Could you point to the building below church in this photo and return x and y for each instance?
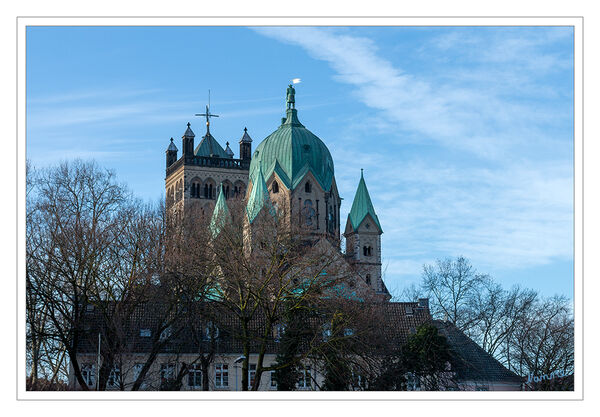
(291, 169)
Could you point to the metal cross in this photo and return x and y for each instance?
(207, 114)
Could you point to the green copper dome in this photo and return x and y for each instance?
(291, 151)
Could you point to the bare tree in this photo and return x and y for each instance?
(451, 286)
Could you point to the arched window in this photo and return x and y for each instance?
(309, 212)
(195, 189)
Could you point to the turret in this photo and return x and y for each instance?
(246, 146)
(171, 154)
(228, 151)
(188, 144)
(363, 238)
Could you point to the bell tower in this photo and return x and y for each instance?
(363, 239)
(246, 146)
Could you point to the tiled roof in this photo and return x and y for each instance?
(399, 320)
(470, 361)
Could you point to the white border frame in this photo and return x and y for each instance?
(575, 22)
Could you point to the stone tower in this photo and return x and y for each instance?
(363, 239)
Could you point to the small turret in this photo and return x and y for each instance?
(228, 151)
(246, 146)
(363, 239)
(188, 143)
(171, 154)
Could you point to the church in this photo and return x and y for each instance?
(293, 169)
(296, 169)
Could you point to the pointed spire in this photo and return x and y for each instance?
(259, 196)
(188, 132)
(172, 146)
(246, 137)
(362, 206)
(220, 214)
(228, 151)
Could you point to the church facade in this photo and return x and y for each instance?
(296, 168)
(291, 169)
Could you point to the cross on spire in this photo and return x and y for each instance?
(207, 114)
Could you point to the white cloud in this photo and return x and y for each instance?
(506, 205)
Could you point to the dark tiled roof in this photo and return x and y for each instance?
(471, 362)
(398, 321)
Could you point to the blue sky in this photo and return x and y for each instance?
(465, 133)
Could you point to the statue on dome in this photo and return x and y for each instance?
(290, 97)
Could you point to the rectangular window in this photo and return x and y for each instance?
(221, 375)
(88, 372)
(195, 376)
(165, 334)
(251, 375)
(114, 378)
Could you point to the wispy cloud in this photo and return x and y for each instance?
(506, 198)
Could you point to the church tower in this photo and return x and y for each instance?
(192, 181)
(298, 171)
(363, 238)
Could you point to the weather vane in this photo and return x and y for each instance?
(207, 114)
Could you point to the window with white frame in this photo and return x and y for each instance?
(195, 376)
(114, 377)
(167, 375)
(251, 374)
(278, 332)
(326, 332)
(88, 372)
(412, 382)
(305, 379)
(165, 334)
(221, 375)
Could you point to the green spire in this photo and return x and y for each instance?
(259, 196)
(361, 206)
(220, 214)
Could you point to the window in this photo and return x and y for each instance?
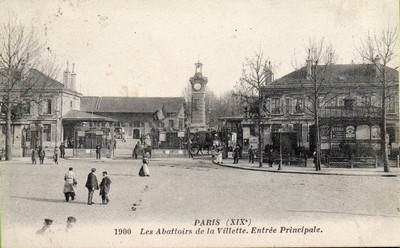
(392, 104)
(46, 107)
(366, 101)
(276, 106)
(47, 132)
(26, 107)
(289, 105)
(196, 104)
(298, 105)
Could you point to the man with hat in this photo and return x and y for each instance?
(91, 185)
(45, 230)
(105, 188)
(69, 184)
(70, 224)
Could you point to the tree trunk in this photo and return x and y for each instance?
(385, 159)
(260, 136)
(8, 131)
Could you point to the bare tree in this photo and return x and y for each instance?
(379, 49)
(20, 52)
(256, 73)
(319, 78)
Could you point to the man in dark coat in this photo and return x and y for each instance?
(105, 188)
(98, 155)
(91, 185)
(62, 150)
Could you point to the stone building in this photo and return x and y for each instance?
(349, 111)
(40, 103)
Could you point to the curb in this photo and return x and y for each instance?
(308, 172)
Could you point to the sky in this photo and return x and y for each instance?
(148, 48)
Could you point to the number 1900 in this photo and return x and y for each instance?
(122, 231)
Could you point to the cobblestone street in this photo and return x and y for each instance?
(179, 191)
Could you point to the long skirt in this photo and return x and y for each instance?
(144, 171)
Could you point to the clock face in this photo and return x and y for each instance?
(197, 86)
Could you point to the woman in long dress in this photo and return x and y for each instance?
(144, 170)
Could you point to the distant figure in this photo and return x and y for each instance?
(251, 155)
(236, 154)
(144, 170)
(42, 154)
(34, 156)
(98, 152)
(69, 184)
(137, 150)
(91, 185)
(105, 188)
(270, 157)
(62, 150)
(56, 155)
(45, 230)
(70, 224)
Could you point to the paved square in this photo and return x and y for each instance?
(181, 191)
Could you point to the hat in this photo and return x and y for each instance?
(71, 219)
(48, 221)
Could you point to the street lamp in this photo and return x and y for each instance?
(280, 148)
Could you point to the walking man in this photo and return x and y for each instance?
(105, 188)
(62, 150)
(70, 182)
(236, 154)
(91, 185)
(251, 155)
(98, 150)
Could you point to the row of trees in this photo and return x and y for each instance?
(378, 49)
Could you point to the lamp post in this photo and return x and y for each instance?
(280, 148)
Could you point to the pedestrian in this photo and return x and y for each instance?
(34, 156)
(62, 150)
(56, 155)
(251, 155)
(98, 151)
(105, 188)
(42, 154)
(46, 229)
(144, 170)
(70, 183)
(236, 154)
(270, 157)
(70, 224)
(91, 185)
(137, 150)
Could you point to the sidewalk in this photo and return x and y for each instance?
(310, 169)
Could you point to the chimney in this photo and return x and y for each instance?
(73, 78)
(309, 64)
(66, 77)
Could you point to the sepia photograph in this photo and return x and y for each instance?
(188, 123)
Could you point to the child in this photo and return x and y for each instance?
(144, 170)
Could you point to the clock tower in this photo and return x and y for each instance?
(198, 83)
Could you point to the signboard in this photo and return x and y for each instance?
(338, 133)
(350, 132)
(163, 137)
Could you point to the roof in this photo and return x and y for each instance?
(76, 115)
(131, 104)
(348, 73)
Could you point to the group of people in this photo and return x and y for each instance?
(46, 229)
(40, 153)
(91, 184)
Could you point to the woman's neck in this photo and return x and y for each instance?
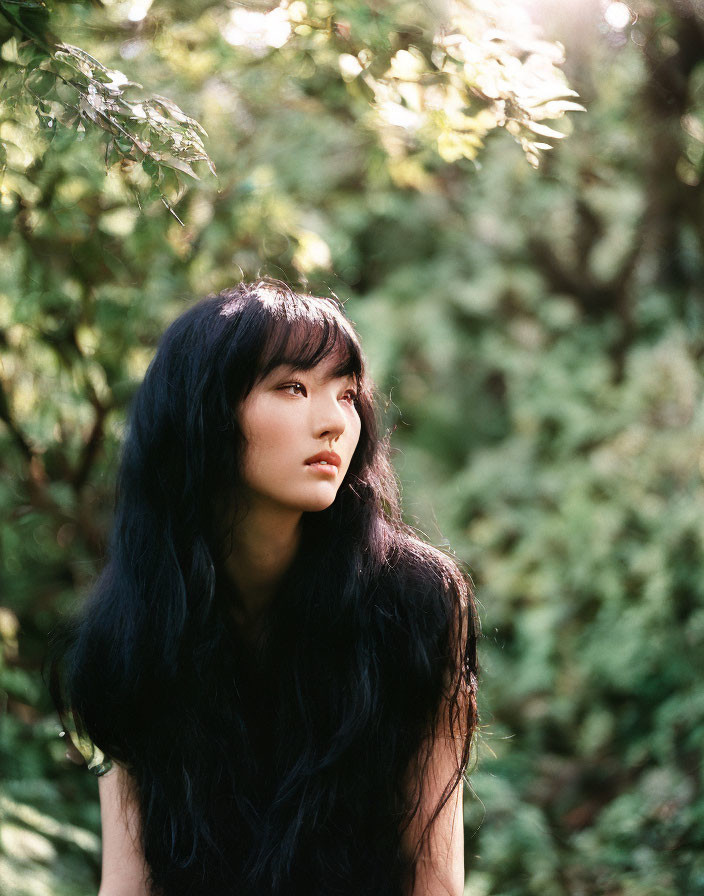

Exercise goal —
Copy out the whole listing above with every "in this photo" replaced by "in this image", leaving everything else unchanged and the pictures out.

Result of the task —
Could you point to the building below church in this image and return x and y for each instance?
(291, 169)
Could you point to the metal cross in this image and return x and y for each instance?
(207, 114)
Could you point to the green copper dome in this image and return x and y for each instance?
(291, 151)
Could you point to the bare tree in this image and return x and y for each instance?
(451, 286)
Could you point to the arched window in this image and return x and y for each instance?
(309, 212)
(195, 189)
Could you point to the turret in this image and return x and y for each instance?
(246, 146)
(171, 154)
(228, 151)
(188, 144)
(363, 238)
Could you point to the bell tower in this image and return x and y for each instance?
(363, 239)
(246, 146)
Could you point to the tiled roof in this image and return x and y for each instance?
(399, 320)
(470, 361)
Could you point to the white border frame in this image and return x and y for each instance?
(575, 22)
Could you point to the stone tower in this image and return x and y for each instance?
(363, 239)
Could you point to the small turret in this image and return x and y for each instance?
(228, 151)
(246, 146)
(363, 239)
(188, 143)
(171, 154)
Could you point to the church in this image and return x and y for each instance?
(293, 169)
(296, 169)
Could you point to the pointed spire in this image and return x and y for each instance?
(259, 196)
(188, 132)
(172, 146)
(246, 137)
(362, 206)
(220, 214)
(228, 151)
Could you point to the church facade in this image and return x and y for each instance?
(296, 168)
(291, 169)
Could you point to the cross on spire in this image and return x and y for each instance?
(207, 114)
Could you point to the white cloud in this image and return x and y for each instance?
(506, 205)
Could you point to the dark tiled roof in this image and return x and y for each instance?
(471, 362)
(398, 321)
Could you point to the blue sky in this image and return x and y for each instance?
(465, 133)
Could you point to the statue on dome in this image and return x and y for each instance?
(290, 97)
Could you point to the rectangular window in this image and return x and y for each instance?
(221, 375)
(88, 372)
(195, 376)
(165, 334)
(251, 375)
(114, 378)
Could you point to the wispy cloud in this image and return x and y for each instance?
(506, 198)
Could you point to the church tower in this image and return x and y for each instance?
(192, 181)
(298, 171)
(363, 238)
Could you point to the weather vane in this image and return x and y for each instance?
(207, 114)
Could you point to the window with white frame in this image and return x and y for each instance?
(195, 376)
(114, 377)
(167, 375)
(251, 374)
(278, 332)
(326, 332)
(88, 372)
(412, 382)
(305, 379)
(165, 334)
(221, 375)
Could you point to the green spire in this image and return x and y for each instance?
(259, 196)
(361, 206)
(220, 214)
Could you point to the window in this image and return x and y for each instance?
(392, 104)
(46, 107)
(366, 101)
(276, 106)
(47, 132)
(26, 107)
(289, 105)
(196, 104)
(298, 105)
Could you point to the man with hat in this image and return x and y for each instance?
(91, 185)
(45, 230)
(105, 188)
(69, 184)
(70, 224)
Could you point to the tree trunk in this image and return x and y for each instance?
(385, 159)
(260, 136)
(8, 131)
Could you point to the bare tree in this image and return x and y for each instance?
(379, 49)
(20, 52)
(256, 73)
(319, 78)
Could you point to the man in dark coat in this image and return x and y for each instance?
(105, 188)
(98, 155)
(91, 185)
(62, 150)
Could you point to the stone building in this image and return x and y for each instance?
(349, 111)
(40, 103)
Could you point to the curb in this image and return x and y for each instance?
(308, 172)
Could you point to the sky in this image and return x and y for each instance?
(148, 48)
Could you point to the number 1900 in this image and return x and y for each instance?
(122, 231)
Could you point to the cobblestone street in this image and return x and y for each instance?
(179, 191)
Could you point to the long skirt in this image and return x and y for each instance?
(144, 171)
Could you point to the clock face in this image and return x and y for each instance?
(197, 86)
Could you point to the woman in long dress in this image and return x and y for each instance?
(144, 170)
Could you point to the distant figure in this image and return x and y for each instance?
(251, 155)
(236, 154)
(144, 170)
(42, 154)
(34, 156)
(98, 152)
(69, 184)
(137, 150)
(91, 185)
(105, 188)
(270, 157)
(62, 150)
(56, 155)
(45, 230)
(70, 224)
Could you point to the paved square in this image and return x and y for each instance?
(181, 191)
Could you point to the hat in this image and return x and y for each instance?
(71, 219)
(48, 221)
Could you point to the street lamp in this image and return x and y for each instance?
(280, 148)
Could you point to the walking man in this image and return x and y for each instance?
(105, 188)
(62, 150)
(70, 182)
(236, 154)
(91, 185)
(251, 155)
(98, 150)
Could you point to the row of trees in this image and return x and y for each instance?
(378, 49)
Could you point to the lamp post in this image and return x and y for each instance?
(280, 148)
Could you point to the pedestrian in this image and return x and y for each instance?
(34, 156)
(62, 150)
(56, 155)
(251, 155)
(98, 151)
(105, 188)
(42, 154)
(46, 229)
(144, 170)
(70, 183)
(236, 154)
(270, 157)
(70, 224)
(91, 185)
(137, 150)
Could you point to the sidewalk in this image and return x and y for each instance?
(310, 169)
Could you point to the chimney in this image and return x and y for each instance?
(73, 78)
(309, 64)
(66, 77)
Could you point to the sepia photograph in this image and return x and y for each instance?
(188, 123)
Could you point to the child in this image and return x and y for each instance?
(144, 170)
Could you point to the clock tower in this image and return x and y for each instance?
(198, 83)
Could you point to the signboard in this image and return x and y for each instance?
(338, 133)
(350, 132)
(163, 137)
Could you point to the roof in this image and return x and y for each instance?
(76, 115)
(131, 104)
(348, 73)
Could you point to the group of people in this image and return x and y for each instance?
(46, 229)
(40, 153)
(91, 184)
Could you point to the woman's neck in this image and return x and y for each instance?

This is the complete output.